Records shown -
*****
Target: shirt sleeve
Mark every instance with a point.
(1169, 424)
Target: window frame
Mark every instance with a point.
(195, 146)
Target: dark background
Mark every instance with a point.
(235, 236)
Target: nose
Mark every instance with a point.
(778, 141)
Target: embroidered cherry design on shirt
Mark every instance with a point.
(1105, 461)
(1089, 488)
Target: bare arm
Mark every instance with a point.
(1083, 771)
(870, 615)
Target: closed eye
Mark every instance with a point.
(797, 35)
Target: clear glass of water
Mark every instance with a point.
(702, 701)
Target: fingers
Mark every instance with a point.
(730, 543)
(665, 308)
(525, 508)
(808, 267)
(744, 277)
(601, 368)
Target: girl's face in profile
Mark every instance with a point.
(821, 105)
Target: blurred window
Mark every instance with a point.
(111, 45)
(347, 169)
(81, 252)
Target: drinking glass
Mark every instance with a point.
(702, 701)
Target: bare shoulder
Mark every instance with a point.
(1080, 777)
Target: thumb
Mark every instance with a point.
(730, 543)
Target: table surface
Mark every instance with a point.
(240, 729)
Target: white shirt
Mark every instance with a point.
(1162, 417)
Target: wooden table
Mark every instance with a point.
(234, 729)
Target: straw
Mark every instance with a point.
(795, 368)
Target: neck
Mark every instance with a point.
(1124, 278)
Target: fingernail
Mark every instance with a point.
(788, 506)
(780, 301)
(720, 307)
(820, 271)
*****
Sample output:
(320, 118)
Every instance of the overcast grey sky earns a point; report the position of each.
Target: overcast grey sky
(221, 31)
*****
Written exercise -
Please list each line from the rows above that contains the word "grey". Case matters.

Exercise output -
Every instance of the overcast grey sky earns a point; report the position of each.
Target: overcast grey sky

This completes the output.